» INSTRUCTIONS TO FOLLOW
Please could you give again the lines from the one holding "Could you point to the jacket" through the final line of the data below, exactly, with no other lines?

» INPUT DATA
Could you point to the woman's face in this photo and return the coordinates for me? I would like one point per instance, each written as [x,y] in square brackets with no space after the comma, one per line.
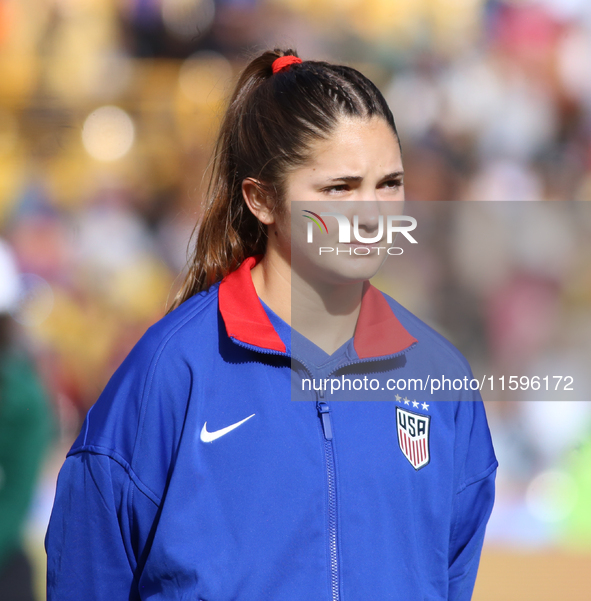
[356,172]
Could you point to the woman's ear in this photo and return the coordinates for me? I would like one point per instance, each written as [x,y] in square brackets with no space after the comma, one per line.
[258,200]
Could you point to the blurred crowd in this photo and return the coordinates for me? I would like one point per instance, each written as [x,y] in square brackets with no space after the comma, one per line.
[108,111]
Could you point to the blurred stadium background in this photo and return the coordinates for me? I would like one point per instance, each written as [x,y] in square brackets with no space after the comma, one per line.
[108,110]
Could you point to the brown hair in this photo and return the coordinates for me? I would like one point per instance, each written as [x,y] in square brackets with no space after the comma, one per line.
[267,130]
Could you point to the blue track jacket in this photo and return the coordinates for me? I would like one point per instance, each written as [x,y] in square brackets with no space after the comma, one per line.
[204,472]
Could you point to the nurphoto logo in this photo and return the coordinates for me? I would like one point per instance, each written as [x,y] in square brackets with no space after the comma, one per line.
[392,228]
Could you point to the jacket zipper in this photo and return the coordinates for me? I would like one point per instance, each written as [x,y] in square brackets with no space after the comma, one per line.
[324,414]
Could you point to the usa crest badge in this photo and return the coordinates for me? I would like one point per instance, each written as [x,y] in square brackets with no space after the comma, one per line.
[413,436]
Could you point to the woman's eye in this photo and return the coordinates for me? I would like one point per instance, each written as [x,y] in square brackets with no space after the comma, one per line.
[393,184]
[336,189]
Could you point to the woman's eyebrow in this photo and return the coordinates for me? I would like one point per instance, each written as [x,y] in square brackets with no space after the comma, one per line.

» OUTPUT
Could you point to the jacket zipper in this photo and return the coordinates for me? I would like one point per instance, each written as [x,y] in square brackets with no space after the comma, one per line.
[324,414]
Could you point to the usa crest badge in this photo and return the coordinates for me? I would like one point per instance, each written as [x,y] in square brackets with no space after the comma, one per line.
[413,436]
Could you point to the woman's eye in this photo and return the coordinates for me? I would like one point per instance, each written as [x,y] in square brackets with no space after the comma, one per line.
[393,184]
[336,189]
Could you point to the woman's eyebrow in this photo and return the coordinates for me? I would like one point per instance, each written as [x,y] in square brackets with no space after the comma, one per line.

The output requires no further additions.